WRITTEN REQUEST A -
Answer these about the text below, one line each:
(i) To whom did the writer post a plea the other day?
(ii) To whom is the plea made today?
(iii) How does the writer say rapists should be punished?

═══ GIVEN TEXT

Dear pro-life advocate…
The other day I posted a plea to abortion rights supporters to consider how the claim that abortion restrictions infringe on a woman’s right to control her body is one that intentionally misrepresents the facts. Today I want to make a plea to those who champion life but make exceptions for rape or incest to consider how that accommodation may compromise your position.
Before I make my case, let me make it clear that though, thank God, I have never experienced it, I believe rape is a truly heinous crime and rapists should be punished more severely than they usually are. My guttural reaction on hearing of one is usually that the perpetrator deserves an immediate and painful death. And incest is certainly in most every case a rape in itself. They are despicable acts for which there are no excuses. That being said, it should have no bearing on the right to life of a child conceived in this way.

══════
═══ ITEMS

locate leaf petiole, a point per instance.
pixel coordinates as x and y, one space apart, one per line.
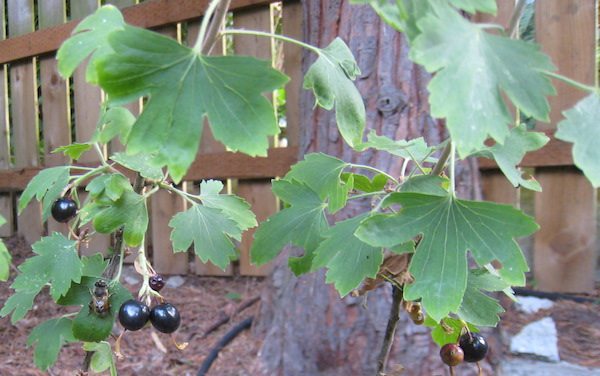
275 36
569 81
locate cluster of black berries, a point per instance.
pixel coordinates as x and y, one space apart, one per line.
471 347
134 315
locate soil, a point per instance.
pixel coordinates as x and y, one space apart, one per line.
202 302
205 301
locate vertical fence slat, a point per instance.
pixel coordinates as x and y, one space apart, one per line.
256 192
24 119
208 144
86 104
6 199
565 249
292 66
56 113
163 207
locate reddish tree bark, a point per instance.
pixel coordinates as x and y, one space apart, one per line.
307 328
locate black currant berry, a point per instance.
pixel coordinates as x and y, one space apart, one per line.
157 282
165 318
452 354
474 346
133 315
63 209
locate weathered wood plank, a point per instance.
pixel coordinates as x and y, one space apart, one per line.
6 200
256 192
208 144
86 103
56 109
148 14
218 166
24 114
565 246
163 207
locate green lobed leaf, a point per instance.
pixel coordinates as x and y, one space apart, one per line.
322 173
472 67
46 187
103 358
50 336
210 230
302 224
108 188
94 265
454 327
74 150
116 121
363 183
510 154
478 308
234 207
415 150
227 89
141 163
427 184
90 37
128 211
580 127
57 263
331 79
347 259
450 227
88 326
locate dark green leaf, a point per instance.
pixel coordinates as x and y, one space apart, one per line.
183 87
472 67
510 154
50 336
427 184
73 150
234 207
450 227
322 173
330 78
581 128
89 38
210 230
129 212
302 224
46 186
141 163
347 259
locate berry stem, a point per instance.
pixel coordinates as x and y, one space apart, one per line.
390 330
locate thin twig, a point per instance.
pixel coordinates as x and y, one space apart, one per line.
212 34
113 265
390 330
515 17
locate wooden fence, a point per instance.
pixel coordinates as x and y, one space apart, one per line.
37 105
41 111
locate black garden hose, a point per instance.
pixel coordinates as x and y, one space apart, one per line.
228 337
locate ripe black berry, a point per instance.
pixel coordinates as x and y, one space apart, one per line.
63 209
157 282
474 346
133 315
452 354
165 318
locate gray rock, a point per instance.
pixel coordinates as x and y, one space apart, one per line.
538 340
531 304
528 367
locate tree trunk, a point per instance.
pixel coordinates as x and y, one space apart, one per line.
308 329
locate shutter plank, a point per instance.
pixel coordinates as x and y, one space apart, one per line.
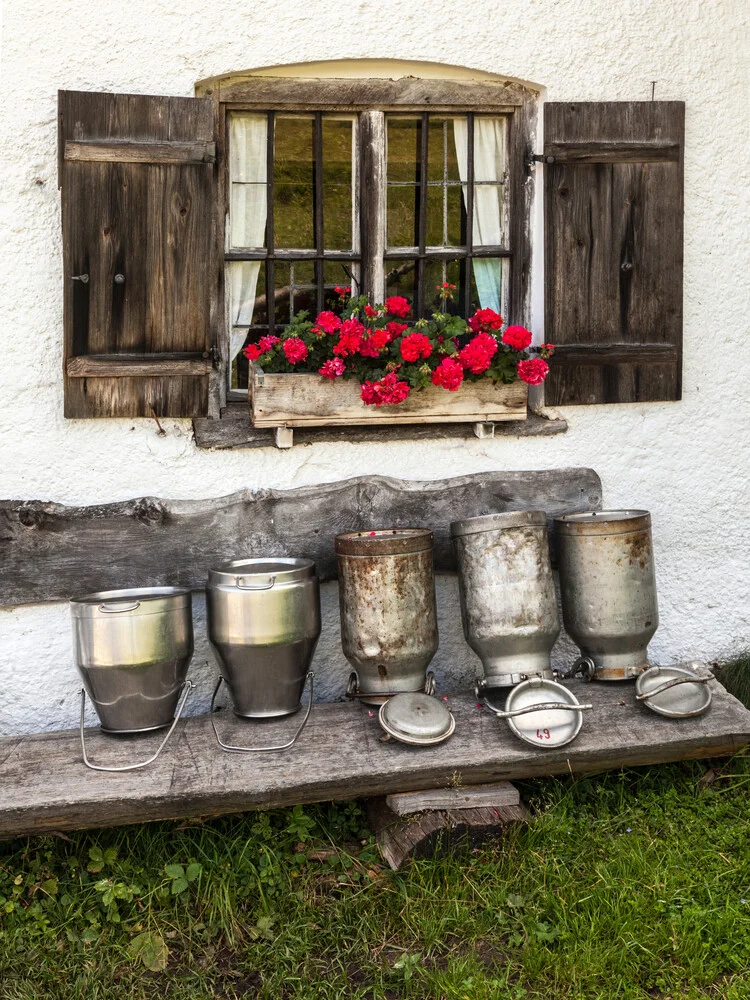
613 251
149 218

══════
═══ ITEMS

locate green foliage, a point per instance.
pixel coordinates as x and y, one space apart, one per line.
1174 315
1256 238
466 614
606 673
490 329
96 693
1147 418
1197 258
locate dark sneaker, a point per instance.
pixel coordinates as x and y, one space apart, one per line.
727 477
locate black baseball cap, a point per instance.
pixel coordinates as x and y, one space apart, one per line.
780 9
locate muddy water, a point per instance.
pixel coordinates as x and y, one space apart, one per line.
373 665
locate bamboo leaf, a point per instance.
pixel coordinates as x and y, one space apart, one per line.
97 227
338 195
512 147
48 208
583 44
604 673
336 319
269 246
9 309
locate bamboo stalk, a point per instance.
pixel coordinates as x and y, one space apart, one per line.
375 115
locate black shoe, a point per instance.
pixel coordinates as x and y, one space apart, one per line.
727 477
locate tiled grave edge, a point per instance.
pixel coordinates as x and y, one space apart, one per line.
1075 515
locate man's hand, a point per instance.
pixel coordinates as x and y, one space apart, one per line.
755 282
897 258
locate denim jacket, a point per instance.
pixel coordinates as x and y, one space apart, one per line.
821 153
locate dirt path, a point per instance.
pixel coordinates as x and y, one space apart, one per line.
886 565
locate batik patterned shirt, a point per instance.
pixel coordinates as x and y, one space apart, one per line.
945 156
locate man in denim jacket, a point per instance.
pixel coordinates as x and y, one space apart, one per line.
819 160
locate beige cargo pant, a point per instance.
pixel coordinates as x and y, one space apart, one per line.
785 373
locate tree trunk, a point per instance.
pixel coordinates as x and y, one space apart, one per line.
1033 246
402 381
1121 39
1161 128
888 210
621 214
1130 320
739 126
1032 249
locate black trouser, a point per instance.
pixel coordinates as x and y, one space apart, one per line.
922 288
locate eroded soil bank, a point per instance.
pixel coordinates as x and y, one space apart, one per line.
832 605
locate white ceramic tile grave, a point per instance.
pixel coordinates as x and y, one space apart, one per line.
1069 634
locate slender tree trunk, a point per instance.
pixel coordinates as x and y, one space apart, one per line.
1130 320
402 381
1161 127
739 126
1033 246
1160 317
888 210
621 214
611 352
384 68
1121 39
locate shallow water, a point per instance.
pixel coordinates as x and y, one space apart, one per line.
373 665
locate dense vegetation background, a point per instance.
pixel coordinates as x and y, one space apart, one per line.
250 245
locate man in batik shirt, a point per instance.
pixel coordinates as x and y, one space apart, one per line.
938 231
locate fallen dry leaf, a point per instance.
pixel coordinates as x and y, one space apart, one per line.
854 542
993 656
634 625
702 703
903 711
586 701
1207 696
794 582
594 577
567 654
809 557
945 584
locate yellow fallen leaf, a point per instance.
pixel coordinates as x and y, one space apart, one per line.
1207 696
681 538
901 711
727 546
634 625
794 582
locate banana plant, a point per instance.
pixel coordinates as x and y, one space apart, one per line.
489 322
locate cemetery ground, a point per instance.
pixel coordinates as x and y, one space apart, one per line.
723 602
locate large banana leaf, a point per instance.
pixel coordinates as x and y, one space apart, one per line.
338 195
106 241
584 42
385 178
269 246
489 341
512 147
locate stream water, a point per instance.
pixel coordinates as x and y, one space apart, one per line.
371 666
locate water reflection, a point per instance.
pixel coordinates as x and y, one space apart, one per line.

══════

WRITTEN REQUEST B - From the entries above, extract every line that contains the word "berry".

FULL RESPONSE A -
(i) To abortion rights supporters.
(ii) To those who champion life but make exceptions for rape or incest.
(iii) More severely than they usually are.

FULL RESPONSE B -
locate black currant berry, a point per instance.
locate berry stem, a point per instance.
locate ripe black berry, a point per instance.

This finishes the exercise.